REQUIRED TASK:
Edit the data from the line containing "segment(query) marks the" through the line containing "Mark the region", replacing "blue sky" with "clear sky" and leaving everything else unchanged. Return only those lines.

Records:
* Start *

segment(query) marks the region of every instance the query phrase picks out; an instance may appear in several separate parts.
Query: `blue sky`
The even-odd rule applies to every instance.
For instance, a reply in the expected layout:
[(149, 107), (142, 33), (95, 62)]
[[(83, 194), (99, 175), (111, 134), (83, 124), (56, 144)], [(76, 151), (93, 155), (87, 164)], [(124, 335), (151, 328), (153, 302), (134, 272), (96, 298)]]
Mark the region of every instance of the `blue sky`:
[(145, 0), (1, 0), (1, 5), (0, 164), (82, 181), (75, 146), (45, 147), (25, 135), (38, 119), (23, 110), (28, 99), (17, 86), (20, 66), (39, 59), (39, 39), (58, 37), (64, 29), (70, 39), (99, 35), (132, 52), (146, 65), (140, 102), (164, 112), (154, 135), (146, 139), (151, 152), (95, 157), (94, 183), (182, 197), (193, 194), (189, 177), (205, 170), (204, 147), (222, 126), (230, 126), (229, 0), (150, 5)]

* End *
* Start *

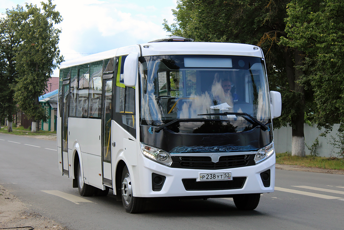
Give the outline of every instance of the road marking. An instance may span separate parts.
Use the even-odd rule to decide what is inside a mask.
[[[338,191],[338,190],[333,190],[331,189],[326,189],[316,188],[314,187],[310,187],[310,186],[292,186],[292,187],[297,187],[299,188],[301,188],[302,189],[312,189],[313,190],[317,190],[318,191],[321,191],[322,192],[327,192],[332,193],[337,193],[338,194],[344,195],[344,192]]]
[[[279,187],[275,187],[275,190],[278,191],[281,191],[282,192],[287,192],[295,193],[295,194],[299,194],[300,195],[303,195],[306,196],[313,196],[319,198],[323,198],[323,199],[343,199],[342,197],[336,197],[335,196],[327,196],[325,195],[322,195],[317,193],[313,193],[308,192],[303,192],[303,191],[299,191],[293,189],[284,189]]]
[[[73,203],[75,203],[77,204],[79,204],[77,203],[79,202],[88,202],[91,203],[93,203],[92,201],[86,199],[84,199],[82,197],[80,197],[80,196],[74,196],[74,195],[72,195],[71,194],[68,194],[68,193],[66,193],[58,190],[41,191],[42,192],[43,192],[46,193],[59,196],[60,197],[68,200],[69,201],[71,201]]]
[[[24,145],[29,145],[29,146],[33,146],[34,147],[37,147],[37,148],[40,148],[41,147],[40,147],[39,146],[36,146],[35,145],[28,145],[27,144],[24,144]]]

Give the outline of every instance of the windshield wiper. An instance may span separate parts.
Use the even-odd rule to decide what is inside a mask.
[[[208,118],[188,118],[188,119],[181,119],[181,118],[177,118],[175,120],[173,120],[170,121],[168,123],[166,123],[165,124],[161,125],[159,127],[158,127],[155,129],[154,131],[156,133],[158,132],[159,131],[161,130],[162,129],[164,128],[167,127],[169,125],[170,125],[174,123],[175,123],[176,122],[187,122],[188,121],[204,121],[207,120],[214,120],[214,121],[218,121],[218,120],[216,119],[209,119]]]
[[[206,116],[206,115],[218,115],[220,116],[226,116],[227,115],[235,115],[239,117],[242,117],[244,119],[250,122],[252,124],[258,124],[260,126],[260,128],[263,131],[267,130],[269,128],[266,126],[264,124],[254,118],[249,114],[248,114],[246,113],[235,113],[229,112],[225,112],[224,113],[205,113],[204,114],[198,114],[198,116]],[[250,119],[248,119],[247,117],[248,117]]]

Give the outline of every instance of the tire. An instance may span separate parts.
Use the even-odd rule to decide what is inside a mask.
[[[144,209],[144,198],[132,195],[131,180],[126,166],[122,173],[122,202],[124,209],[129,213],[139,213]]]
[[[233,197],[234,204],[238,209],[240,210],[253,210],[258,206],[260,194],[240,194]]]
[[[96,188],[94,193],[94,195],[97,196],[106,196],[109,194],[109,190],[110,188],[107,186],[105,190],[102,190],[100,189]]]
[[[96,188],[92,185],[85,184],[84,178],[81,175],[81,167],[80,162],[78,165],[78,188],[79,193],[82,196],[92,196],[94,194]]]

* End *
* Start *

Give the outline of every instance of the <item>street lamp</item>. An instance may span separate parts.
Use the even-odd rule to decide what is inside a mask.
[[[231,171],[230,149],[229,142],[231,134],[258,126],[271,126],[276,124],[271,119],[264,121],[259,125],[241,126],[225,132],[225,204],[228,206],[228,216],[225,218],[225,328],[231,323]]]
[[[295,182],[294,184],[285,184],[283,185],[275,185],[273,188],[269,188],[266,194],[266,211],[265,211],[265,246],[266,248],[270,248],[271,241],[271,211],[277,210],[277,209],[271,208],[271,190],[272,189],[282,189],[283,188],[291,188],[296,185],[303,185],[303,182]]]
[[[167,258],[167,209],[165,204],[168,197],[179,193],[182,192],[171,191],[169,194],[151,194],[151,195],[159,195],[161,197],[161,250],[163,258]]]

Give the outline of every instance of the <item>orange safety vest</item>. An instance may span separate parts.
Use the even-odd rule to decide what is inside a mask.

* End *

SOLUTION BELOW:
segment(query) marks the region of every instance the query phrase picks out; an instance may appear in several separate parts.
Query: `clear sky`
The even-odd rule applies to every instance.
For instance, a reply in the expected layout:
[(149, 107), (142, 33), (95, 62)]
[[(83, 194), (99, 175), (111, 134), (83, 124), (56, 144)], [(76, 151), (93, 155), (87, 164)], [(124, 335), (151, 328), (153, 302), (134, 272), (96, 298)]]
Mark the region of every instance of the `clear sky`:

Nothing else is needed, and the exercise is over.